**Work required:** Reproduce each line of the records below verbatim, from the first line through the last.

==== Material shown

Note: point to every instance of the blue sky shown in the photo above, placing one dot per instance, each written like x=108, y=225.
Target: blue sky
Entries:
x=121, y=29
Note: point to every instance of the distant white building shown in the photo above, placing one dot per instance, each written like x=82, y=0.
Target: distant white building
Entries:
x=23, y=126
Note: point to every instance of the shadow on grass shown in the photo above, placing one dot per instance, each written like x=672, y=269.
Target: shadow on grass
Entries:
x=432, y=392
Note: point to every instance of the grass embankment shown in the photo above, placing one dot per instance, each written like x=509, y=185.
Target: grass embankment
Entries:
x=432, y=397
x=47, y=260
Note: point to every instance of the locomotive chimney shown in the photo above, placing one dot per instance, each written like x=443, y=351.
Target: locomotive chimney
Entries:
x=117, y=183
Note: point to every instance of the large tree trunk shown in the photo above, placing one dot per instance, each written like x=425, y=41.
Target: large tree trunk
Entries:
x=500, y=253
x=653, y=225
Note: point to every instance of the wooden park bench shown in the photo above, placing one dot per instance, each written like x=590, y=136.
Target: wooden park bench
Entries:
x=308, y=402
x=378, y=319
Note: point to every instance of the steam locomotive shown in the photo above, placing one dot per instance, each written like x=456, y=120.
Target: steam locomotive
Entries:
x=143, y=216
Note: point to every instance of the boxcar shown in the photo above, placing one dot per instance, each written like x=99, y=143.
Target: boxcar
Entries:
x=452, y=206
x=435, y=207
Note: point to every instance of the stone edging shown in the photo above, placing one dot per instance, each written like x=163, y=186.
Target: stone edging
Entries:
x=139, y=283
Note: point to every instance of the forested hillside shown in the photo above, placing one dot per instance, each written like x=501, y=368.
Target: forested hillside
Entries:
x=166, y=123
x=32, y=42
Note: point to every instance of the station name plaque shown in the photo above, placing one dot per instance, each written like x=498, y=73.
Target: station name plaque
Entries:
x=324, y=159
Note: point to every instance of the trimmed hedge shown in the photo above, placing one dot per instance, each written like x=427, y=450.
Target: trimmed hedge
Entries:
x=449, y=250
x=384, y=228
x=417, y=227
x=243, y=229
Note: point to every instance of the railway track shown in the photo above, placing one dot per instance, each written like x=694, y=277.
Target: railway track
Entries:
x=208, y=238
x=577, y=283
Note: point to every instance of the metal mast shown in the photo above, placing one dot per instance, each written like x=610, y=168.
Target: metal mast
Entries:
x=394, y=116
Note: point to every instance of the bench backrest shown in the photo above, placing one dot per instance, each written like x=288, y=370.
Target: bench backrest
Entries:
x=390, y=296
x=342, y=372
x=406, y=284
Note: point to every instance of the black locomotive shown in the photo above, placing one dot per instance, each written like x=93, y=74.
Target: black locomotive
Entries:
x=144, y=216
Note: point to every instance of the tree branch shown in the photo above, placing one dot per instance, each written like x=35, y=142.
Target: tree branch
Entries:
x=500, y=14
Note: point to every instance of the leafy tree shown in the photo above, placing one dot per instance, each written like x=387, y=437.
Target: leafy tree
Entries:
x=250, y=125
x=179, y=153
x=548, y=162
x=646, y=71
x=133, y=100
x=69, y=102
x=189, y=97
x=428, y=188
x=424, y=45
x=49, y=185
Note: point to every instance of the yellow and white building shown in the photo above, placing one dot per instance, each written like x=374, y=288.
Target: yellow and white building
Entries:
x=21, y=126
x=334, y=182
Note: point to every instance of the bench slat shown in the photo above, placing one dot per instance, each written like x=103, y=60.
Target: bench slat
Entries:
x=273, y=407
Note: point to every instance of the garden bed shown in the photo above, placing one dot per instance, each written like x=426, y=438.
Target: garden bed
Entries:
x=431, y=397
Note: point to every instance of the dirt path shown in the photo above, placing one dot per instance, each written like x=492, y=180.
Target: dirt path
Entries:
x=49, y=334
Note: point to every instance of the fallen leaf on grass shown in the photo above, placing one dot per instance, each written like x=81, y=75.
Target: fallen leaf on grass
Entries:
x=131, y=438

========

**The completed task:**
Note: point to every instance of the blue sky shown in the photo above, placing one dot per instance, each written like x=108, y=225.
Target: blue sky
Entries:
x=121, y=29
Note: point to every instance of the distant white building shown in the photo above, placing one dot per instance, each written like x=82, y=0.
Target: distant white building
Entries:
x=23, y=126
Note: point to every instance of the shadow on grass shown in the photo above, placing one dot per instance, each written like x=672, y=269.
Target: shadow on grass
Entries:
x=432, y=392
Note: point to every instance of the grass embankment shown in the photo above, placing one dot per instance, each written like x=509, y=185.
Target: grass embankment
Entries:
x=432, y=397
x=47, y=260
Note: point to every instance of the locomotive chimney shown in the photo above, placing one dot per instance, each written like x=443, y=351.
Target: locomotive chimney
Entries:
x=117, y=183
Note: point to every instance of the large tree trunk shown in the photo above, placing one dot per instance, each written like x=425, y=41.
Target: large tree trunk
Entries:
x=500, y=253
x=653, y=225
Note: point to every instance of the wooden park bench shown in the photo above, placing one dot per instance, each written like x=590, y=136.
Target: wooden park bench
Entries:
x=308, y=402
x=378, y=319
Note: point to every instance of the steam locomotive shown in the photo above, placing one dot per instance, each written like x=456, y=120.
Target: steam locomotive
Entries:
x=143, y=216
Note: point to every instance of the boxcar shown in the photo above, placing one dot per instance, each written like x=99, y=143.
Target: boxcar
Entries:
x=452, y=206
x=435, y=207
Note: point to every instance of the stone edging shown in the photo above, placing one dot per instance, each written like x=163, y=186.
Target: stone edging
Entries:
x=139, y=283
Note: point to every instance of the forested hillside shown in the photo above, placing one dot per instance, each written like x=501, y=368.
Target: forested hillside
Entries:
x=166, y=123
x=32, y=42
Note: point to every instance of the station name plaque shown in the photo above, placing one dot per instance, each written like x=498, y=73.
Target: station name plaque
Entries:
x=324, y=159
Note: point to every instance of the trimmed hedge shown in the photo above, placing one dot per instance, each written like x=427, y=450.
Target: trimmed hedge
Entries:
x=449, y=250
x=384, y=228
x=417, y=227
x=243, y=229
Note: point to every instance of the railway track shown in the photo above, placing one dot per instance, each written like x=694, y=277.
Target: railway track
Entries:
x=208, y=238
x=577, y=283
Note: point to every instance of the metal mast shown in the photo above, placing one dot per instance, each written like x=610, y=168.
Target: metal mast
Entries:
x=394, y=116
Note: point to every instance of the bench backrest shown in the photo above, placing one dot per instance, each written like x=288, y=370.
Target: bench backrest
Entries:
x=390, y=296
x=342, y=372
x=406, y=284
Note: point to every instance of the black locomotive shown in the photo above, placing one dot per instance, each written like x=93, y=74.
Target: black locomotive
Entries:
x=144, y=216
Note: point to every instance of the tree branch shown in the photo above, placing one dot per instance, each written like x=35, y=142.
Target: tree branch
Entries:
x=500, y=14
Note: point to every instance of the leafy tree shown in the photo above, placing one dot per instance, each written like x=387, y=437.
Target: leafy tree
Entries:
x=250, y=125
x=179, y=153
x=548, y=162
x=646, y=71
x=133, y=100
x=69, y=102
x=189, y=97
x=428, y=188
x=424, y=45
x=49, y=185
Note: point to every instance of the yellow and white building shown in the photo above, placing one dot per instance, each written like x=374, y=288.
Target: yellow and white building
Entries:
x=21, y=126
x=334, y=182
Note: point to every instance of the bench slat shown in the photo above, placing one dot per instance, each written like x=103, y=60.
Target: bench slat
Entries:
x=273, y=407
Note: point to every instance of the garden bed shown in the photo above, placing one dot per instance, each written like x=426, y=438.
Target: garden bed
Entries:
x=431, y=397
Note: point to every instance of the dirt path shown in the photo above, placing one dot per instance, each written like x=492, y=180.
Target: dirt path
Entries:
x=49, y=334
Note: point to every instance of the fallen leaf on grass shown in the photo above, placing one dot per instance, each written like x=81, y=75.
Target: fallen leaf on grass
Entries:
x=131, y=438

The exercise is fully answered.